═══ Input

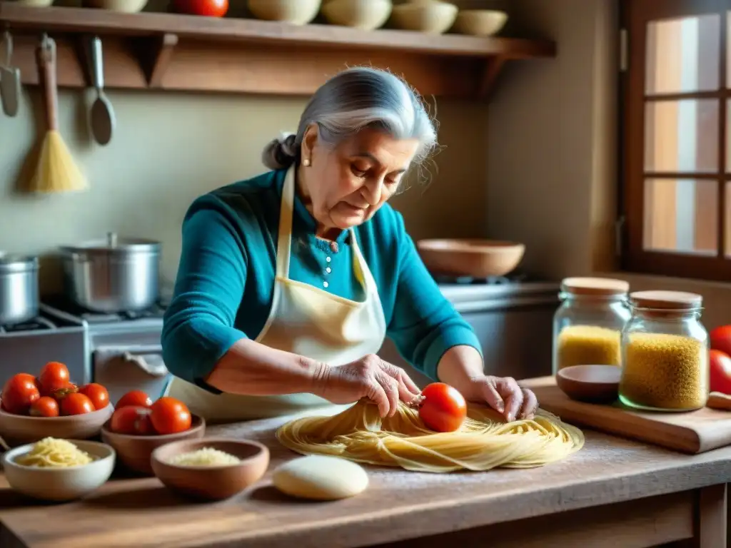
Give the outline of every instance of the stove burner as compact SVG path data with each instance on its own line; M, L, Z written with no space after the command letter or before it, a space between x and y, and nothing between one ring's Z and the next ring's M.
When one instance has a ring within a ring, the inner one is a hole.
M156 302L143 311L128 311L124 312L92 312L78 305L70 302L63 297L54 297L44 300L44 302L68 314L80 318L89 324L112 324L118 321L134 321L135 320L162 318L166 307L162 302Z
M42 330L56 329L56 325L50 319L37 316L22 324L12 325L0 325L0 333L17 333L20 331L40 331Z

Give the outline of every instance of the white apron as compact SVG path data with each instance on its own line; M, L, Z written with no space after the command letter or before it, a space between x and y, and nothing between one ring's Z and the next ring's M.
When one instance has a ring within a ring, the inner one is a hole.
M332 366L343 365L366 354L375 354L383 344L386 322L376 281L360 253L352 229L350 242L353 268L364 289L365 300L362 302L289 279L294 204L295 171L290 168L282 189L272 308L257 342ZM166 393L184 402L192 413L210 422L306 414L314 410L329 414L344 408L307 393L276 396L216 395L177 377L173 378Z

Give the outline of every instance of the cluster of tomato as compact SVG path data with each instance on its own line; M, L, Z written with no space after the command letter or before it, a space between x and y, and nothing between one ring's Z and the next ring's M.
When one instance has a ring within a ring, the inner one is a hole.
M2 389L2 409L16 415L58 416L83 415L109 405L109 392L101 384L77 387L71 382L69 370L59 362L49 362L34 377L19 373Z
M133 390L117 403L109 429L132 435L175 434L190 428L192 422L190 411L179 400L163 396L153 403L142 390Z
M711 390L731 395L731 325L711 332Z

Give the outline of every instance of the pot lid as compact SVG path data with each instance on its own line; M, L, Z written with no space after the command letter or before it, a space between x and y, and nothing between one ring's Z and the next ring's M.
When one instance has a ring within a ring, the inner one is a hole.
M144 238L124 237L118 236L115 232L108 232L104 240L94 240L76 246L64 246L61 249L71 252L159 253L160 243Z
M24 272L38 268L38 257L0 251L0 273Z

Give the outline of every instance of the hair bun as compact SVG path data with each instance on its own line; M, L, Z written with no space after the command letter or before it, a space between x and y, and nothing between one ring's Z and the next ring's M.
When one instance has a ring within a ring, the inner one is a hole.
M270 141L262 152L262 162L270 170L284 170L297 159L297 135L284 133Z

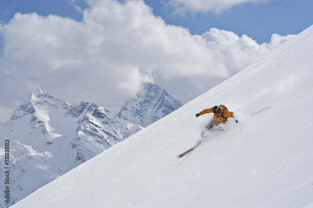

══════

:: Task prompt ::
Which lines of the material above contain the word "next"? Report each of them in full, word for word.

:: Completed task ::
Give the outline of every instance of the stove burner as compact SVG path data with each instance on its own line; M, L, Z written with no space after the command letter or before it, a space between x and y, and nothing between one ring's Z and the next ring's M.
Give the outline of every instance of the white apron as compact SVG path data with each instance on its own line; M, L, Z written with no space after the command letter or before it, a space between x and y, and nothing between one ring's Z and the next ring's M.
Give the outline of every instance of the cluster of tomato as compact SVG path data with each instance on its own line; M, L, Z written with no space after the command letter or before it, a space between x and y, and nothing between one ring's Z and the next ring's M.
Give the outline of every instance of the pot lid as compact SVG path data with each instance on its own line; M, L, Z written with no space after the command letter or before it, a space between x and y, and nothing between one ring's Z and the next ring's M.
Give the outline of every instance of the hair bun as compact SVG path data with each instance on its own line; M, L, Z written with no space after the command letter or before it, a space between x and y, and nothing between one ring's Z and the next ring's M.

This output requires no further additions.